Richtlijn herstel en beheer (water)bodemkwaliteit

Natuurlijke verwerkingstechnieken voor baggerspecie, Intensieve landfarming van baggerspecie

Intensieve landfarming vindt plaats in de buitenlucht en omvat in ieder geval de ontwateringsfase (fase 1) en de eerste fase van afbraak (fase 2) van het landfarmproces. Intensieve landfarming is gericht op een stimulans van de ontwatering en het verkrijgen van een goede structuur, waarvoor verschillende aspecten van belang zijn (zie onderstaand). Intensieve landfarming is beproefd met vier typen species [3 en 4].

Startseizoen
Op basis van de balans tussen verdamping en neerslag in de diverse seizoenen, is een goed startseizoen tussen het najaar en het vroege voorjaar. Daardoor kan de specie ontwaterd zijn en een aërobe structuur hebben op het moment dat de voor de afbraak benodigde hogere zomertemperaturen aanwezig zijn.

→ **Getoond materiaal**
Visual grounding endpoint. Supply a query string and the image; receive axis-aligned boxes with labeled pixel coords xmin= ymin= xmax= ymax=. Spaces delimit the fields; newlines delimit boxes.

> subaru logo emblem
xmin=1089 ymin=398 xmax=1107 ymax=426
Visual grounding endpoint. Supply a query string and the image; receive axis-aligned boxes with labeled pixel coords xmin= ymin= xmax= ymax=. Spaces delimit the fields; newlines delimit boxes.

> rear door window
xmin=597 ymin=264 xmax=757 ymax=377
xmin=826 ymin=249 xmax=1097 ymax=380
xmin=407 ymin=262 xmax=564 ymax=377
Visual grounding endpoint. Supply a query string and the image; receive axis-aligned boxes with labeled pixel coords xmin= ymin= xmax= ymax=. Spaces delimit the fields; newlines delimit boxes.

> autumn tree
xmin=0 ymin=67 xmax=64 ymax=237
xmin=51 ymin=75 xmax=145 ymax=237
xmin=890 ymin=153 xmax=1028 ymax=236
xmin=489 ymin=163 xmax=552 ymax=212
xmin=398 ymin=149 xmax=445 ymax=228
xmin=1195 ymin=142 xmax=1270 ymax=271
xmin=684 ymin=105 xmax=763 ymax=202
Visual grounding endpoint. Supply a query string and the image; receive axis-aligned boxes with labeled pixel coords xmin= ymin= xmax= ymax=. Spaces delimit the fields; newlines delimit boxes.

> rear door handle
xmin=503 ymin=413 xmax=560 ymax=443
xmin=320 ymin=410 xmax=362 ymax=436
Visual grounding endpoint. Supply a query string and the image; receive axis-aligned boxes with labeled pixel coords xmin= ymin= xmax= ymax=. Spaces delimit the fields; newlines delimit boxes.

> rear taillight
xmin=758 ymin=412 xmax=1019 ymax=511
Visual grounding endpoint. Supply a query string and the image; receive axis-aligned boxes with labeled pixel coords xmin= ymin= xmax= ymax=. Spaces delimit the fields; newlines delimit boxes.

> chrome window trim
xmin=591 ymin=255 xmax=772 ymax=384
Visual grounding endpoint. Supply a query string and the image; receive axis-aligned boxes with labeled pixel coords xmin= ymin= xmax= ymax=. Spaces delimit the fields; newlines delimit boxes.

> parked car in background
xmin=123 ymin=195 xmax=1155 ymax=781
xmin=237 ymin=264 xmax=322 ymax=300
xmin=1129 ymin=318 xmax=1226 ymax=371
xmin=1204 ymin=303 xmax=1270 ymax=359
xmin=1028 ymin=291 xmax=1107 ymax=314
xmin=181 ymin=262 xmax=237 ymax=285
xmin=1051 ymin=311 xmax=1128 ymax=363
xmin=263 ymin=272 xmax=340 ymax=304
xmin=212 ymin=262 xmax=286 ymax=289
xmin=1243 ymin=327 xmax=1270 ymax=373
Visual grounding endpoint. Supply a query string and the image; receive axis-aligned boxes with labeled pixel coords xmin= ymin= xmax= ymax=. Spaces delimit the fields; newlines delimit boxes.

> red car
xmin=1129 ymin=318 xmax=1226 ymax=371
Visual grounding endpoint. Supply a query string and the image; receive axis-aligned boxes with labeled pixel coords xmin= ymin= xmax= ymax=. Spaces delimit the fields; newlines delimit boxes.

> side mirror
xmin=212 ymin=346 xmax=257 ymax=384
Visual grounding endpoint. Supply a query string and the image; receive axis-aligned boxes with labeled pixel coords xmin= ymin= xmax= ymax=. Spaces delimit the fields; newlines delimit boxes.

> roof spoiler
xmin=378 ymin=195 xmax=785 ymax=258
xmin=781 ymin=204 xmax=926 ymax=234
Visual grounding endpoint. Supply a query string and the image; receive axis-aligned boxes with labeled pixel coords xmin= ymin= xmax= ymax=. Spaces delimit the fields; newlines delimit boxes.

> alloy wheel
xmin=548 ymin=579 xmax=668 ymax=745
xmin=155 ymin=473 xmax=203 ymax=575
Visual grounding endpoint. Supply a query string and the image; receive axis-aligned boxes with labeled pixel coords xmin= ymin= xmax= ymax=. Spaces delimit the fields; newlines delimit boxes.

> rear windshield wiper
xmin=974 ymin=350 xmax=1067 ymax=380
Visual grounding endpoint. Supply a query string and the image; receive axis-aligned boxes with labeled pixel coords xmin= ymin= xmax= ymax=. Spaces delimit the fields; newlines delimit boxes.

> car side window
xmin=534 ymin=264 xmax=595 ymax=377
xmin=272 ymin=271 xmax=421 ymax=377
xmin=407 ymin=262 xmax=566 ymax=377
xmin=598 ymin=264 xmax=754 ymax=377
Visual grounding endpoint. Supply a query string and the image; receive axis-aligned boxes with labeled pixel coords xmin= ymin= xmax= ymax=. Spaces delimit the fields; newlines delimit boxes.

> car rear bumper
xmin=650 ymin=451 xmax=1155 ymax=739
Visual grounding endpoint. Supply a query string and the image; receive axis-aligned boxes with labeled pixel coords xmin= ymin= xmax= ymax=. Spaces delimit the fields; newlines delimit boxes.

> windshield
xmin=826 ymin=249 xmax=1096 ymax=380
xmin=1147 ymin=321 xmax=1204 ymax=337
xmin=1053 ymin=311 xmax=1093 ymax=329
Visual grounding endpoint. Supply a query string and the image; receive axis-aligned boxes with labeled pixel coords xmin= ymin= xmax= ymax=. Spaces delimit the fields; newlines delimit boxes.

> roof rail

→ **Doel 1**
Wijzig het stuk van "Richtlijn herstel en" tot en met "species [3 en 4]." uit het bronfragment door "buitenlucht" te vervangen door "open lucht", en geef dat stuk daarna volledig weer.
→ **Doel 2**
Zet de records vanaf het begin tot en met de regel met "xmin=407 ymin=262 xmax=564 ymax=377" om in een Markdown-tabel met de kolommen Nr en Regel, met per regel een volgnummer en de regel zelf. Laat lege regels weg.
De records hebben niets met het bronfragment te maken.

→ **Uitwerking 1**
Richtlijn herstel en beheer (water)bodemkwaliteit

Natuurlijke verwerkingstechnieken voor baggerspecie, Intensieve landfarming van baggerspecie

Intensieve landfarming vindt plaats in de open lucht en omvat in ieder geval de ontwateringsfase (fase 1) en de eerste fase van afbraak (fase 2) van het landfarmproces. Intensieve landfarming is gericht op een stimulans van de ontwatering en het verkrijgen van een goede structuur, waarvoor verschillende aspecten van belang zijn (zie onderstaand). Intensieve landfarming is beproefd met vier typen species [3 en 4].

→ **Uitwerking 2**
| Nr | Regel |
|---|---|
| 1 | Visual grounding endpoint. Supply a query string and the image; receive axis-aligned boxes with labeled pixel coords xmin= ymin= xmax= ymax=. Spaces delimit the fields; newlines delimit boxes. |
| 2 | > subaru logo emblem |
| 3 | xmin=1089 ymin=398 xmax=1107 ymax=426 |
| 4 | Visual grounding endpoint. Supply a query string and the image; receive axis-aligned boxes with labeled pixel coords xmin= ymin= xmax= ymax=. Spaces delimit the fields; newlines delimit boxes. |
| 5 | > rear door window |
| 6 | xmin=597 ymin=264 xmax=757 ymax=377 |
| 7 | xmin=826 ymin=249 xmax=1097 ymax=380 |
| 8 | xmin=407 ymin=262 xmax=564 ymax=377 |